CAISSE CANTONALE GENEVOISE DE COMPENSATION, sise rue des Gares 12, GENÈVE

 

 

intimée

 


EN FAIT

A. a. Madame A______ (ci-après : l’intéressée ou la recourante), citoyenne américaine née en ______ 1955, a vécu dans le canton de Genève du 2 mai 2003 au 29 novembre 2020. Elle a obtenu la nationalité suisse le 17 novembre 2015. Elle a pris sa retraite le 1er janvier 2018, après avoir travaillé pour le C______ (ci-après : C______) jusqu’au 31 décembre 2017.

b. Par décision du 22 mars 2019, la caisse cantonale genevoise de compensation (ci-après : la caisse ou l’intimée) a affilié l’intéressée en qualité de salariée d'un employeur non tenu de cotiser en Suisse. Celle-ci s’y est opposée, affirmant que ladite décision n’était pas conforme au droit international, soit à la convention conclue par la Suisse et les États-Unis en matière de sécurité sociale.

c. La caisse a admis l’opposition par décision du 5 mars 2020, relevant que l’intéressée avait travaillé pour le C______ du 23 octobre au 14 décembre 2018, soit durant moins de trois mois. Partant, son affiliation à ce titre était annulée. Au vu de sa résidence en Suisse, la caisse examinerait une affiliation au 1er janvier 2018 en tant que personne sans activité lucrative.

d. Le 12 janvier 2021, la caisse a indiqué à l’intéressée que les personnes sans activité lucrative domiciliées en Suisse avaient l'obligation de verser des cotisations aux assurances sociales suisses. Elle l’a invitée à remplir un questionnaire et requis ses déclarations d'impôts de 2018 et 2019 ainsi que divers justificatifs.

e. Dans un courrier du 10 février 2021, l’intéressée a requis une dérogation à son affiliation à l’AVS, conformément à ce que prévoyait le droit international. Elle a affirmé qu’elle était assurée auprès de l’institution américaine d'assurance-vieillesse (US Social Security) depuis 1973, et s’est dite obligée de payer des cotisations sociales aux États-Unis sur le revenu réalisé en Suisse en 2018 et 2019. S’acquitter de cotisations en Suisse lui causerait un préjudice que la dérogation requise lui éviterait.

**CONSIGNE:** Recopiez la section de texte en commençant à « c. La caisse » et en terminant à « sans activité lucrative. ». Les lignes n'ont aucun lien avec la section de texte.

**LIGNES:**
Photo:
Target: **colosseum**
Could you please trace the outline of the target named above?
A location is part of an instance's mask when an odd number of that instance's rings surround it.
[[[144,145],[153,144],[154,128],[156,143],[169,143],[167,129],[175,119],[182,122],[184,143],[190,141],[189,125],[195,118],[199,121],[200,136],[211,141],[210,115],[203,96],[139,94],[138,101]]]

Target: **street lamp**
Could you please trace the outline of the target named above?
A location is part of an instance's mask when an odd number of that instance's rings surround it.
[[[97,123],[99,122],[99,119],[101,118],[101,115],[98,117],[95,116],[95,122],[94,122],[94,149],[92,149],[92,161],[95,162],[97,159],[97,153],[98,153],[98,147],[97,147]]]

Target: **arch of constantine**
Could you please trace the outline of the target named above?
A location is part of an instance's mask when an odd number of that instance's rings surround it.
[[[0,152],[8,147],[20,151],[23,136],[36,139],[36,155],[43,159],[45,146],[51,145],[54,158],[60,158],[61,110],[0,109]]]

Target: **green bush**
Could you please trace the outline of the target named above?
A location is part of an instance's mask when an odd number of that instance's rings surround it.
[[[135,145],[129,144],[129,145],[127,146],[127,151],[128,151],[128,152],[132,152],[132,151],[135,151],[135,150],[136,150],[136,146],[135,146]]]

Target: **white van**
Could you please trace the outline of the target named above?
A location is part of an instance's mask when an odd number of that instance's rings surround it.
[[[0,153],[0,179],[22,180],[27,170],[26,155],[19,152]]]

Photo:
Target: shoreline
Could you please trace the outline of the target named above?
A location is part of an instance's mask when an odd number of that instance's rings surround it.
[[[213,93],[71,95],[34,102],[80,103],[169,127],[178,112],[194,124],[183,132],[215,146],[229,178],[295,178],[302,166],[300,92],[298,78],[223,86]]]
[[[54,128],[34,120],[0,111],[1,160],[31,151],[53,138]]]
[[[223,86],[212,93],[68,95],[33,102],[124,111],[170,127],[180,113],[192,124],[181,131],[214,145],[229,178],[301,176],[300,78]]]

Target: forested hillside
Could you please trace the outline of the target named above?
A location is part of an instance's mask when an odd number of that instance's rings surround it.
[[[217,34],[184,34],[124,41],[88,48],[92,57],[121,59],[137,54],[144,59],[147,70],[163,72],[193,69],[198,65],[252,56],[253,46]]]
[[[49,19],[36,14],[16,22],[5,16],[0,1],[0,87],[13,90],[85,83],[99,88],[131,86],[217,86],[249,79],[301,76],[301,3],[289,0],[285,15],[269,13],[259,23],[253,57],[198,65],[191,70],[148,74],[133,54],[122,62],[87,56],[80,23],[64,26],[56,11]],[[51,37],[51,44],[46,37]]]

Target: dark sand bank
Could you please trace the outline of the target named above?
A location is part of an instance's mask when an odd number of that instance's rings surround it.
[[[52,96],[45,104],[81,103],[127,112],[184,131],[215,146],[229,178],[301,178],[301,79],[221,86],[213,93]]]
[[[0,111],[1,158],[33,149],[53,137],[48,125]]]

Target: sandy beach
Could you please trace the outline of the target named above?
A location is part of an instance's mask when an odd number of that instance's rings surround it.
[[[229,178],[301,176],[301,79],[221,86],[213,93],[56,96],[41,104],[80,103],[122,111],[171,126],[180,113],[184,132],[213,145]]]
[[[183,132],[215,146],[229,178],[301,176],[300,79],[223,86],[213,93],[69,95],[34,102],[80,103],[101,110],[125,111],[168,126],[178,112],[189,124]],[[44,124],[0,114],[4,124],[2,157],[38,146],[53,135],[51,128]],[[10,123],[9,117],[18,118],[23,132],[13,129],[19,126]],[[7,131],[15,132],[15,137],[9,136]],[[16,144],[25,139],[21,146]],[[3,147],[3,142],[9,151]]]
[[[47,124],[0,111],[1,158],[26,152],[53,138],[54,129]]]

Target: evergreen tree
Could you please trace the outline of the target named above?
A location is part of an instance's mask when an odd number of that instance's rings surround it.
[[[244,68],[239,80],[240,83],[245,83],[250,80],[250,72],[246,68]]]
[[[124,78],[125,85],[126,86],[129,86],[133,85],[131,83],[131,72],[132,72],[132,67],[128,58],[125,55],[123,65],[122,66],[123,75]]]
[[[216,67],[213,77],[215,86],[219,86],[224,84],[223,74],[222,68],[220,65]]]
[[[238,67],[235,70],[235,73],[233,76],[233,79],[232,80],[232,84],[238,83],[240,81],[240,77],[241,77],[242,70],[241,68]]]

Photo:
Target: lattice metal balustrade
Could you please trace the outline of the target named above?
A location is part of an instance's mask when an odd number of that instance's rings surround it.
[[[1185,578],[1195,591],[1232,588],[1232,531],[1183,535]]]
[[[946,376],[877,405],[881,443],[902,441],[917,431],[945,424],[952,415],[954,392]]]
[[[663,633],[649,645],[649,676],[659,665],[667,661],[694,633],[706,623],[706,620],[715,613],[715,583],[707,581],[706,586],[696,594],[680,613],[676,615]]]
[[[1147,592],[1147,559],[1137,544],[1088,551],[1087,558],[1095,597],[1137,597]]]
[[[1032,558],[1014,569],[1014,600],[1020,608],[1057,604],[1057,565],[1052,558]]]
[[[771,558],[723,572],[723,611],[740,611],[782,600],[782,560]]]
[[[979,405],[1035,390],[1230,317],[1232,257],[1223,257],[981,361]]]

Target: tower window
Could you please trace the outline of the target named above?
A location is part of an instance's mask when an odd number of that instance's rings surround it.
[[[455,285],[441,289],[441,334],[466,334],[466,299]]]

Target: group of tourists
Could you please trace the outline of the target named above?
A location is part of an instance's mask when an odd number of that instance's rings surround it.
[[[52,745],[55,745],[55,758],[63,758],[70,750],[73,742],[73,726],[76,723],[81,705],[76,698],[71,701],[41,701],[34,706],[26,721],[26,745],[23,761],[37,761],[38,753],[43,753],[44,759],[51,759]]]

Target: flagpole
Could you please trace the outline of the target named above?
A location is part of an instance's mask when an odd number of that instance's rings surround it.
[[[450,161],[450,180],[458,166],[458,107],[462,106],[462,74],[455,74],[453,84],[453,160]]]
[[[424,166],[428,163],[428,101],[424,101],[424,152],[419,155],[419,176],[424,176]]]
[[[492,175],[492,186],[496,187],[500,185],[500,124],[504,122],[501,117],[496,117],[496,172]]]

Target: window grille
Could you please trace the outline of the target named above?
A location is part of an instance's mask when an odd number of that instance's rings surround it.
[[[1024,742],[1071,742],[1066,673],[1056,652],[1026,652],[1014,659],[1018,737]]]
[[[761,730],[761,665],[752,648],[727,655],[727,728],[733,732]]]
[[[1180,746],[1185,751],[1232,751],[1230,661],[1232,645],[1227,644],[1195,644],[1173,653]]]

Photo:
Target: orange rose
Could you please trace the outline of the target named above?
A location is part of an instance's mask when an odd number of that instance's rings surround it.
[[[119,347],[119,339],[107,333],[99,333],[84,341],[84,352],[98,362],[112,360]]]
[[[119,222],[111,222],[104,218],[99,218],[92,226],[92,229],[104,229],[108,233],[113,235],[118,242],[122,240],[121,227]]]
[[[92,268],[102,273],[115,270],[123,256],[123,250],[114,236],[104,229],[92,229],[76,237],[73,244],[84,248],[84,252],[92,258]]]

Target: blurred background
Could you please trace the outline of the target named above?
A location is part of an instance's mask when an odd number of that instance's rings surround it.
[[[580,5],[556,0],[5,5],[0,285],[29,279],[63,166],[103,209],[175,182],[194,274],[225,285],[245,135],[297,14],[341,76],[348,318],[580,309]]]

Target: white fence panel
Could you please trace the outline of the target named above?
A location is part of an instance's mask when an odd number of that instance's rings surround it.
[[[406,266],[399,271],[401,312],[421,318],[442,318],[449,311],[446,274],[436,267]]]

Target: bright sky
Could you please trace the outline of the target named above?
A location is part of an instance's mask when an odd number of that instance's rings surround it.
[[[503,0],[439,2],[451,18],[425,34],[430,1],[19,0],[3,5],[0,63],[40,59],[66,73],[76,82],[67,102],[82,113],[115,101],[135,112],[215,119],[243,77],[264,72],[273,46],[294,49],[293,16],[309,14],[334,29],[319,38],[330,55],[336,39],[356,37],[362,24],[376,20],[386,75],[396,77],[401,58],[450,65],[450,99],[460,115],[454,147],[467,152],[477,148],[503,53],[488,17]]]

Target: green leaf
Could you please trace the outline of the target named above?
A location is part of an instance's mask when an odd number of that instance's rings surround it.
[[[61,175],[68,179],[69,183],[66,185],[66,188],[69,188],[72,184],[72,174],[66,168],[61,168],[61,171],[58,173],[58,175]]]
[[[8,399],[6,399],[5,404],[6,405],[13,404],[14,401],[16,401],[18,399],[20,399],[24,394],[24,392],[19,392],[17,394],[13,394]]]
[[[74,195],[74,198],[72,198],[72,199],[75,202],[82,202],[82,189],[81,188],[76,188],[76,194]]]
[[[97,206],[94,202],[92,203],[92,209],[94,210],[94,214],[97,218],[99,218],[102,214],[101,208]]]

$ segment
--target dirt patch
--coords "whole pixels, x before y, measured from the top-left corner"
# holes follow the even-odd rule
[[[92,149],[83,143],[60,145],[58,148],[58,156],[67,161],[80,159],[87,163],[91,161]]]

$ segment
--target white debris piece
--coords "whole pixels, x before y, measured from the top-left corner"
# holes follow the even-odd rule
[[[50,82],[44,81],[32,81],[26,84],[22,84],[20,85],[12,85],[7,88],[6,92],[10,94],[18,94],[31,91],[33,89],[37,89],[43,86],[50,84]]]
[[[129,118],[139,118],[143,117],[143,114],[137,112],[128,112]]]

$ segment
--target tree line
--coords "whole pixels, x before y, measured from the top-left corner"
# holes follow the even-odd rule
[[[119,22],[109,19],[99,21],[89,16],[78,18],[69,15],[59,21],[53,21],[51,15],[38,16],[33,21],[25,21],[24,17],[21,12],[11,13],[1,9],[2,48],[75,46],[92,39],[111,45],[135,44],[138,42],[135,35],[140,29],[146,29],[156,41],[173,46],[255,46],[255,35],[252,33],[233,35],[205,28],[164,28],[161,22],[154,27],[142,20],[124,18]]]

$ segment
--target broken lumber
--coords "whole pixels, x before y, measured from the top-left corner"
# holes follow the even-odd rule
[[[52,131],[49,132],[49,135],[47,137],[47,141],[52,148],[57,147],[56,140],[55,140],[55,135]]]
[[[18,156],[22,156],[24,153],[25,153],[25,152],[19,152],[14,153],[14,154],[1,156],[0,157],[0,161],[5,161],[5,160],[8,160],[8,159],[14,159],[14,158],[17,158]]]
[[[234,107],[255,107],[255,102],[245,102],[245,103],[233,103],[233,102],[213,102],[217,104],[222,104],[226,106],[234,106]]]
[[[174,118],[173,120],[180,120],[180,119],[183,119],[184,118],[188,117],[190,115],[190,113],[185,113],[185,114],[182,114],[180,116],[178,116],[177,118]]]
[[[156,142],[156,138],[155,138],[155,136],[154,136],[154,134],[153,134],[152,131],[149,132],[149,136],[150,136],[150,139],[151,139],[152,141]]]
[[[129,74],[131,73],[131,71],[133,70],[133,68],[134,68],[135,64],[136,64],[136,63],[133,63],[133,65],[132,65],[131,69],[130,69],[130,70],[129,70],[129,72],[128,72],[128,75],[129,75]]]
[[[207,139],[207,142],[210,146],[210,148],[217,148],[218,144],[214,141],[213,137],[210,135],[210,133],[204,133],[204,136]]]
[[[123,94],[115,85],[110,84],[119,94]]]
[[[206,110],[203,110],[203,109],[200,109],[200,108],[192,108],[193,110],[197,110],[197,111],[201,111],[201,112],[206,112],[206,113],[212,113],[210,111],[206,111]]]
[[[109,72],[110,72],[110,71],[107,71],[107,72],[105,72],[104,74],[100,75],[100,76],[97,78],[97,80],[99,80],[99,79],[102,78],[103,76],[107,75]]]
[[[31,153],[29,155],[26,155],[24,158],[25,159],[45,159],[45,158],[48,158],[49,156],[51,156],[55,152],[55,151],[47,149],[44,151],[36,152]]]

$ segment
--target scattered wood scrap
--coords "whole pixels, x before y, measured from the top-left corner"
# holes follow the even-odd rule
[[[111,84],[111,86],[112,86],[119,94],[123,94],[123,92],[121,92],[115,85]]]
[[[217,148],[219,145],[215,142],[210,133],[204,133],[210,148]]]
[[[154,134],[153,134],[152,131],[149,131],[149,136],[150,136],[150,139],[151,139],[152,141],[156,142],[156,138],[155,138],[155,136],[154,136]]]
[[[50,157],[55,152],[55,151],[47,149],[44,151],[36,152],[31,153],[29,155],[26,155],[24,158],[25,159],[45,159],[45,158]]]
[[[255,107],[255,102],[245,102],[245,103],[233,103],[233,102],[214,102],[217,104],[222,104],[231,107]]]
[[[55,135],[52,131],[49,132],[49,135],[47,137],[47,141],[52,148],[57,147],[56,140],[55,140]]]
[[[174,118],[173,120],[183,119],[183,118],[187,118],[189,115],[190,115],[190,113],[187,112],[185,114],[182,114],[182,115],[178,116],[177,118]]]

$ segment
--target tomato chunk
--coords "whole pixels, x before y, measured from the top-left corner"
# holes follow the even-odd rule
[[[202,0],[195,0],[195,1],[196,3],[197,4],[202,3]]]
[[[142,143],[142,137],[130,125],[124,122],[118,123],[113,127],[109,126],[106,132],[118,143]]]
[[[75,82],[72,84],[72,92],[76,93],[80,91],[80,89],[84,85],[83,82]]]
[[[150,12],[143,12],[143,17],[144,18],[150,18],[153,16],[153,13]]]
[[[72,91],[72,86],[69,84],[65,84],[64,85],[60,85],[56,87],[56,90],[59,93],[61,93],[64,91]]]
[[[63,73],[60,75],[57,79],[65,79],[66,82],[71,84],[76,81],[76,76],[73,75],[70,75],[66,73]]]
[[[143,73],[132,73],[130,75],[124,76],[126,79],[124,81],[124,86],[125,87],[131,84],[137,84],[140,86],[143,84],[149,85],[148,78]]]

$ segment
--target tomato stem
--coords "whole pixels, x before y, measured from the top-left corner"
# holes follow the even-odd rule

**EXERCICE CORRIGÉ:**
c. La caisse a admis l’opposition par décision du 5 mars 2020, relevant que l’intéressée avait travaillé pour le C______ du 23 octobre au 14 décembre 2018, soit durant moins de trois mois. Partant, son affiliation à ce titre était annulée. Au vu de sa résidence en Suisse, la caisse examinerait une affiliation au 1er janvier 2018 en tant que personne sans activité lucrative.